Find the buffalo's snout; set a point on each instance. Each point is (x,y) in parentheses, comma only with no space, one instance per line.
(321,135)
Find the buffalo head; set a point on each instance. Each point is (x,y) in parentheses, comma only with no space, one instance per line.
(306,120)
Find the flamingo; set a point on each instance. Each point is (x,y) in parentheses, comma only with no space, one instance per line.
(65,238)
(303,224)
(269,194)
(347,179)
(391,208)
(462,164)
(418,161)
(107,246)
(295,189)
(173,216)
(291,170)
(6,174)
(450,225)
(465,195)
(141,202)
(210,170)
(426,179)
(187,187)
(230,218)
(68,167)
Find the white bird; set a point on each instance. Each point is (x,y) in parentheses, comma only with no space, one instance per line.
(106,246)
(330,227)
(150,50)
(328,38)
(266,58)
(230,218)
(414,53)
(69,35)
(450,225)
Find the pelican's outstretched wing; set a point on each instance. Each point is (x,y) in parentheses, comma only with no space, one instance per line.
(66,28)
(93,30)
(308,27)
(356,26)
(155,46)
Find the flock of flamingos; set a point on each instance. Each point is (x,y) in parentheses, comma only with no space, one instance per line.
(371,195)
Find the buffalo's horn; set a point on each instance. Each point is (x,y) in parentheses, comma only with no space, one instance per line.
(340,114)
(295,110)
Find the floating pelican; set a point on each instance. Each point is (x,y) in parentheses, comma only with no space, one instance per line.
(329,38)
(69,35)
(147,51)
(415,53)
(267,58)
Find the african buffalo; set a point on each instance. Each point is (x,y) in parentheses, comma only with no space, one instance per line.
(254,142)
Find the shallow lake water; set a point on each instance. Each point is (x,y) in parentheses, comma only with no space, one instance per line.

------------------------------

## What is expected
Could you retype exactly the lines above from the one containing "Find the african" through the last line of the records, both included, and nothing else?

## Answer section
Find the african buffalo; set a point on each instance. Each point is (x,y) in parentheses, comma only with no space, one instance per line.
(254,142)
Find the shallow lake water; set a point on each instance. Each point is (x,y) in parentheses, comma only with no space, one instance per line.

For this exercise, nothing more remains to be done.